Selected passage
______

Forget Global Warming, we’re killing the entire universe
It turns out that we’re killing the universe — just by our existence. When we merely look at the 14 billion year old universe, we shorten its life, according to a new theory. Telegraph:
the theory suggests that we change things simply by looking at them and theorists have puzzled over the implications for years. They often illustrate their concerns about what the theory means with mind-boggling experiments, notably Schrodinger’s cat in which, thanks to a fancy experimental set up, the moggy is both alive and dead until someone decides to look, when it either carries on living, or dies. That is, by one interpretation (by another, the universe splits into two, one with a live cat and one with a dead one.)
New Scientist reports a worrying new variant as the cosmologists claim that astronomers may have accidentally nudged the universe closer to its death by observing dark energy, a mysterious anti gravity force which is thought to be speeding up the expansion of the cosmos.
The damaging allegations are made by Profs Lawrence Krauss of Case Western Reserve University in Cleveland, Ohio, and James Dent of Vanderbilt University, Nashville, who suggest that by making this observation in 1998 we may have caused the cosmos to revert to an earlier state when it was more likely to end. “Incredible as it seems, our detection of the dark energy may have reduced the life-expectancy of the universe,” Prof Krauss tells New Scientist.
Someone should have told Toni Vernelli. Perhaps she would have reconsidered her decision. And by the way, what if some space aliens discovered dark matter billions of years ago? Should we be looking for a letter to the editor of New Scientist from some fellows on Rigel VII demanding a correction?

November 24th, 2007 at 3:48 pm
Quantum ecocosmology, the transcendent new metascience that I just founded, teaches:
The Multiverse is an All-Nurturing Overmother Who shelters Gaia and her sister worlds. Negative thinking releases cosmic cognitive pollutants that threaten not only Gaia but also her sisters and the Overmother Herself.
Toni Vernelli is on the right track, but stronger measures are needed.
Think multiversally, act locally!
November 25th, 2007 at 1:24 am
Lawrence Krauss has backtracked and “sort of” apologized.
Alas, there’s more–much more–where that came from.
Although biology and, arguably, computational science are ascendant, traditionally physics has been first among the sciences. Perhaps, like some civilizations, a science decays from within before it is overthrown from without.

______

The task
Can you extract, word for word, the stretch of the post about observing dark energy from "Toni Vernelli is" through "that came from."? These records have no connection to the post about observing dark energy.

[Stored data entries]
______

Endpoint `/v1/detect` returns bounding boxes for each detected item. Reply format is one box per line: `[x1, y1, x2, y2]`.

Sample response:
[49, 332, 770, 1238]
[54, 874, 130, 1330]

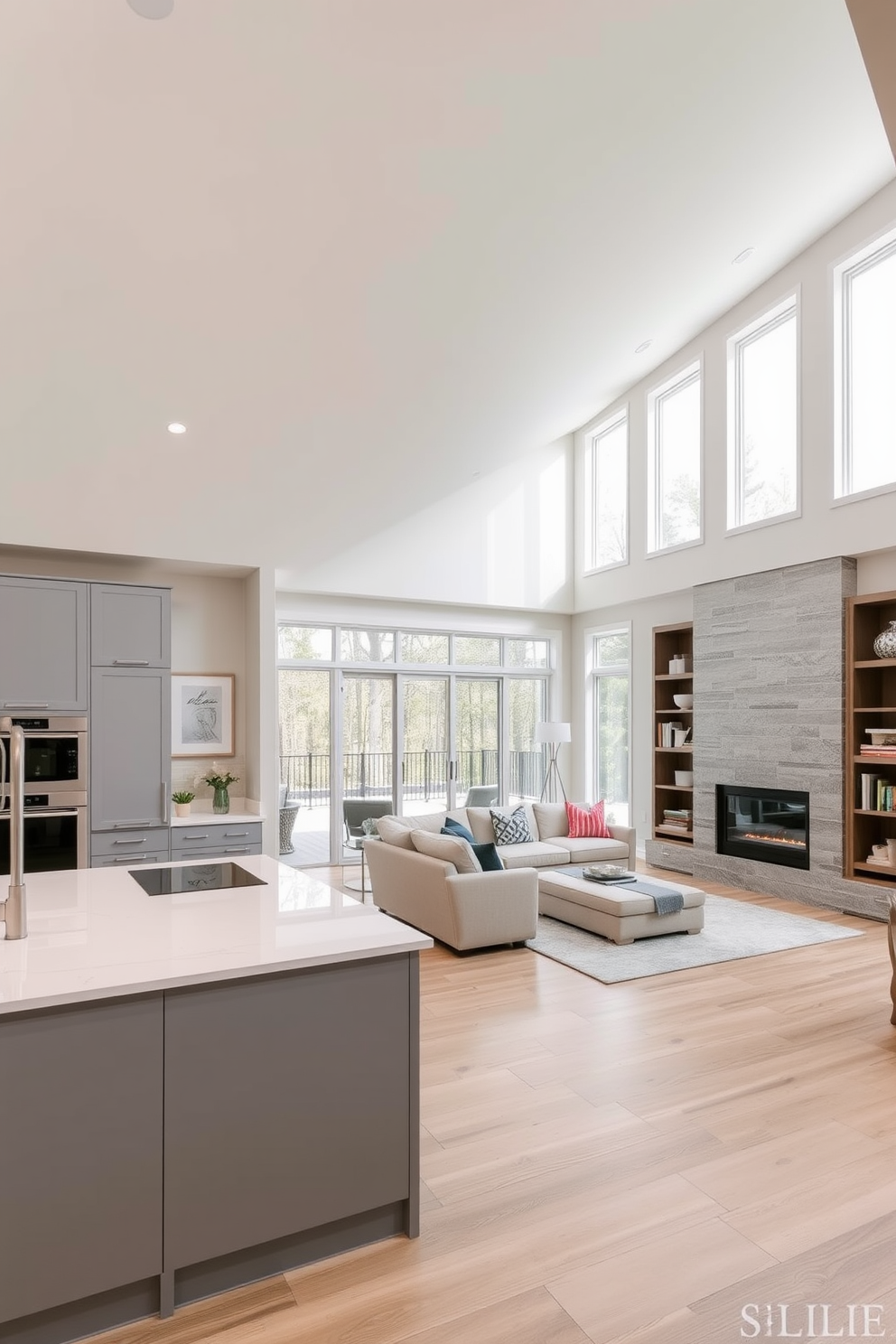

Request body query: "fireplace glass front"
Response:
[716, 784, 808, 868]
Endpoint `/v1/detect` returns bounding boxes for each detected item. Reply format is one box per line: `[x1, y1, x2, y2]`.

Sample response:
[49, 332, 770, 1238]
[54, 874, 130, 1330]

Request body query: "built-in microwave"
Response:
[3, 714, 88, 793]
[0, 789, 89, 878]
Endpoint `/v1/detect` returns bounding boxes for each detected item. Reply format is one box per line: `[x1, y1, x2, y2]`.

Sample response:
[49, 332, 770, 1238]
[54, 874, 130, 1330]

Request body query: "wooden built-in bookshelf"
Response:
[844, 593, 896, 894]
[650, 621, 693, 845]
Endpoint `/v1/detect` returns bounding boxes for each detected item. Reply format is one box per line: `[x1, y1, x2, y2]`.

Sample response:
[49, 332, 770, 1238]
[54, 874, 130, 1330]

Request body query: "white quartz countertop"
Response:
[171, 797, 267, 826]
[171, 810, 266, 826]
[0, 854, 433, 1017]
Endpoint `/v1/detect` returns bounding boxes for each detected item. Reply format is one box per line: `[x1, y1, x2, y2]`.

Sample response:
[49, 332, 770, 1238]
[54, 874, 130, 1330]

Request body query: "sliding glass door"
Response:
[400, 676, 450, 816]
[454, 676, 501, 807]
[341, 672, 395, 857]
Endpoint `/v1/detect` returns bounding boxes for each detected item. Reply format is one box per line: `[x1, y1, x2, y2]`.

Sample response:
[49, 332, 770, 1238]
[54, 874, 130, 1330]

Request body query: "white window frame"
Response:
[725, 286, 802, 537]
[648, 355, 704, 559]
[832, 229, 896, 507]
[584, 621, 634, 828]
[584, 405, 631, 574]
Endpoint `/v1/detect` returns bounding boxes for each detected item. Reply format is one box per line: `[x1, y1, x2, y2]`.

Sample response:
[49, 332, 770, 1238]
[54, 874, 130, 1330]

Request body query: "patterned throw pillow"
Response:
[567, 801, 612, 840]
[489, 805, 535, 844]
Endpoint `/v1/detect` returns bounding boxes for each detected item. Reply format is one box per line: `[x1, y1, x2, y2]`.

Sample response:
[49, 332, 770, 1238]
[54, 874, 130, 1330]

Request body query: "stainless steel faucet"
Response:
[0, 716, 28, 938]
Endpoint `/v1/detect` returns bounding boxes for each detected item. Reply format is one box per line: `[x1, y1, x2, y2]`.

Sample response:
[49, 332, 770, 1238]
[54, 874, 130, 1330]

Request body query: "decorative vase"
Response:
[874, 621, 896, 658]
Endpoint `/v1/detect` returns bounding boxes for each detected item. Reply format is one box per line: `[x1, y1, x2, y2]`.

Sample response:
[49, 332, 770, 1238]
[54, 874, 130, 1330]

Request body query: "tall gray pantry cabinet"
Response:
[90, 583, 171, 867]
[0, 575, 90, 715]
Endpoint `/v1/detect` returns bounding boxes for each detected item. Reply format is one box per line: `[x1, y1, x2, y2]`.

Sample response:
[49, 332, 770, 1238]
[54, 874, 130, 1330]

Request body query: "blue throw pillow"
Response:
[442, 817, 473, 844]
[471, 840, 504, 873]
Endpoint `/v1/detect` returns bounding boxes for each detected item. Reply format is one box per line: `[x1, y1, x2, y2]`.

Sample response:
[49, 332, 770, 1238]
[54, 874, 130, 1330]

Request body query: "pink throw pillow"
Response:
[567, 801, 612, 840]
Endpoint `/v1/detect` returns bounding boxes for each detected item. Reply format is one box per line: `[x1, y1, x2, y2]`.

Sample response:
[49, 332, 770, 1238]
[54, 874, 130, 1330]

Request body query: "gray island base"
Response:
[0, 856, 431, 1344]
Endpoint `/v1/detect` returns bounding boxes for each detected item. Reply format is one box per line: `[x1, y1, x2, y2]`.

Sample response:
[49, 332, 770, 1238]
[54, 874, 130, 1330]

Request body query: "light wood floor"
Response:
[105, 868, 896, 1344]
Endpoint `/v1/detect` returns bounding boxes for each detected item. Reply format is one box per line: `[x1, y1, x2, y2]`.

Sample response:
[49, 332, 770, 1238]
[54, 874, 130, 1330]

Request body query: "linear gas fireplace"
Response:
[716, 784, 808, 868]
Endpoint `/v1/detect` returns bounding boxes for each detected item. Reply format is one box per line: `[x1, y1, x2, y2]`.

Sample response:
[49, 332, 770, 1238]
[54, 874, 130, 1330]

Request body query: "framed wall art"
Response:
[171, 672, 235, 758]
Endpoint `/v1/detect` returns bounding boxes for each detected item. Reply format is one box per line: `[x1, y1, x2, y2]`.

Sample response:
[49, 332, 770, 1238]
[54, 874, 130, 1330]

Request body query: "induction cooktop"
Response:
[127, 863, 267, 896]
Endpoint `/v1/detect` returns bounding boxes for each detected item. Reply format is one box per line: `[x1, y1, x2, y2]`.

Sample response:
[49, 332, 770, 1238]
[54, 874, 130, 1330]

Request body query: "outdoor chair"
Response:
[342, 798, 394, 840]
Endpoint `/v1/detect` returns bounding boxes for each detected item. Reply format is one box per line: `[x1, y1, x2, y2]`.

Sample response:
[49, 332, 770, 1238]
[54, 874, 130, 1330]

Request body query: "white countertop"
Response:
[0, 860, 433, 1016]
[171, 804, 266, 829]
[171, 798, 267, 826]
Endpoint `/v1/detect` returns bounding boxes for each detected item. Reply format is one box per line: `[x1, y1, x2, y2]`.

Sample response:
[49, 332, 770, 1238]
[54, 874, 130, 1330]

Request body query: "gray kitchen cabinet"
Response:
[0, 994, 163, 1322]
[90, 826, 177, 868]
[163, 957, 416, 1279]
[171, 821, 262, 859]
[0, 575, 89, 715]
[90, 667, 171, 833]
[90, 583, 171, 668]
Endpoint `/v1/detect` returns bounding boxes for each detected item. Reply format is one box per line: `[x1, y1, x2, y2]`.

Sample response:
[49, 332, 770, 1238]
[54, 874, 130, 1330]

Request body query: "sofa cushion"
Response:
[471, 840, 504, 873]
[551, 836, 634, 867]
[499, 840, 573, 868]
[565, 799, 611, 840]
[376, 817, 414, 849]
[411, 829, 482, 873]
[532, 802, 570, 840]
[442, 816, 475, 844]
[489, 804, 535, 845]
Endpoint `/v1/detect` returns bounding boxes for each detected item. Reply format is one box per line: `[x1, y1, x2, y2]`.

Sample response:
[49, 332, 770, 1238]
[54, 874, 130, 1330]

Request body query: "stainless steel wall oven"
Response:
[3, 714, 88, 794]
[0, 785, 90, 876]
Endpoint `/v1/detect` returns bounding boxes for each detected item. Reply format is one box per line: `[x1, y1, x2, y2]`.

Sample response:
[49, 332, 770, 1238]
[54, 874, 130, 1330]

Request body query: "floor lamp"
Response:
[535, 723, 573, 802]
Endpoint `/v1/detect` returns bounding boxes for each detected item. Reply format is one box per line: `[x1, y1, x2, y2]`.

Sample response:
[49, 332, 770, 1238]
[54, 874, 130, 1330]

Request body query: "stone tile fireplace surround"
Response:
[646, 556, 887, 918]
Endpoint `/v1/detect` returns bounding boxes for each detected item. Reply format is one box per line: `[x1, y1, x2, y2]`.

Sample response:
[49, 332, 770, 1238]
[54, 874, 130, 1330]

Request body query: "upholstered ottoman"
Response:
[538, 868, 706, 942]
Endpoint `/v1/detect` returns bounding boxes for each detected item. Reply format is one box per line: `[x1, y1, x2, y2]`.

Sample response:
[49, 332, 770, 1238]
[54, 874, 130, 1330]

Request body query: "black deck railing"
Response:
[279, 750, 544, 807]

______

The answer
Toni Vernelli is on the right track, but stronger measures are needed.
Think multiversally, act locally!
November 25th, 2007 at 1:24 am
Lawrence Krauss has backtracked and “sort of” apologized.
Alas, there’s more–much more–where that came from.